■ Aim of the exercise
Please rewrite the rows below, changing "yellow truck" to "red truck" wherever it occurs and leaving everything else as it is.

■ Data supplied
>> Start
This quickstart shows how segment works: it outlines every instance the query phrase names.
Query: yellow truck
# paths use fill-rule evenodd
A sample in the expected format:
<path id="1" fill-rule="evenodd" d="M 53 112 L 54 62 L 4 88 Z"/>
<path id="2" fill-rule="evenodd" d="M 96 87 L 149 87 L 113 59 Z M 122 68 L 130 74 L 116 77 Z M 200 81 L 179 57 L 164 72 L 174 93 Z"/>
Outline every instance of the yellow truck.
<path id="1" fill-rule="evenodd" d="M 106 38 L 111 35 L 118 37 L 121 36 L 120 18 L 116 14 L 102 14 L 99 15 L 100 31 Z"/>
>> End
■ Written reply
This quickstart shows how segment works: it outlines every instance the query phrase names.
Query: red truck
# paths use fill-rule evenodd
A sample in the expected format:
<path id="1" fill-rule="evenodd" d="M 53 112 L 54 62 L 4 88 Z"/>
<path id="2" fill-rule="evenodd" d="M 96 87 L 149 87 L 113 59 Z M 122 68 L 130 74 L 116 77 Z M 200 81 L 179 57 L 164 72 L 174 93 Z"/>
Outline every instance of the red truck.
<path id="1" fill-rule="evenodd" d="M 106 38 L 111 35 L 118 37 L 121 36 L 120 18 L 116 14 L 102 14 L 99 15 L 100 31 Z"/>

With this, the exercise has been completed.